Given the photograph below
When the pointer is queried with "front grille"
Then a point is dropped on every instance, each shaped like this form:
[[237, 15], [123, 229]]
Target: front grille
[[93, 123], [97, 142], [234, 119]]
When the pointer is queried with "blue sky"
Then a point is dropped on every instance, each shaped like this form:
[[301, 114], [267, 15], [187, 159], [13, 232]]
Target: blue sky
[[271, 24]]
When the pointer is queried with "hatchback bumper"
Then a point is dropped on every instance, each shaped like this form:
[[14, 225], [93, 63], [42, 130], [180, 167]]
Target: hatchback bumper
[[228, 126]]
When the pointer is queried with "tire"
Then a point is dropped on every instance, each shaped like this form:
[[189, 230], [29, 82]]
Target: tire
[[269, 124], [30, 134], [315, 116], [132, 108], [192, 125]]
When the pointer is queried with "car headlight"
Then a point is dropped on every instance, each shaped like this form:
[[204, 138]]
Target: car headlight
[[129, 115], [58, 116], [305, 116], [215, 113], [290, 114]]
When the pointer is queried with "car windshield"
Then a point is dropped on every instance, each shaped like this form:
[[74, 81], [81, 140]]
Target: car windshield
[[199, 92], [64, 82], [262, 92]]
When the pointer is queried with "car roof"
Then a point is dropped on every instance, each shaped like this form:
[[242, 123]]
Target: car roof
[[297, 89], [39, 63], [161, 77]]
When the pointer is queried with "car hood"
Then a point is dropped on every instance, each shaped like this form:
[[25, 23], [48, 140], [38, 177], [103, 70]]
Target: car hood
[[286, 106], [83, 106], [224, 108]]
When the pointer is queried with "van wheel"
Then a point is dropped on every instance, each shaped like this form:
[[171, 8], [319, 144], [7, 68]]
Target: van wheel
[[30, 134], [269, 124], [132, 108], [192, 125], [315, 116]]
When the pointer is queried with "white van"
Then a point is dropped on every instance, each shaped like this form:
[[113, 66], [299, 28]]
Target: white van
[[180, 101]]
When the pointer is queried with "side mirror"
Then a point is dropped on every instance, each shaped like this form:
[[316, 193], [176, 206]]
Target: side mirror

=====

## Work request
The answer is to be a bare number, showing how many lines of the records contain "with".

## Answer space
11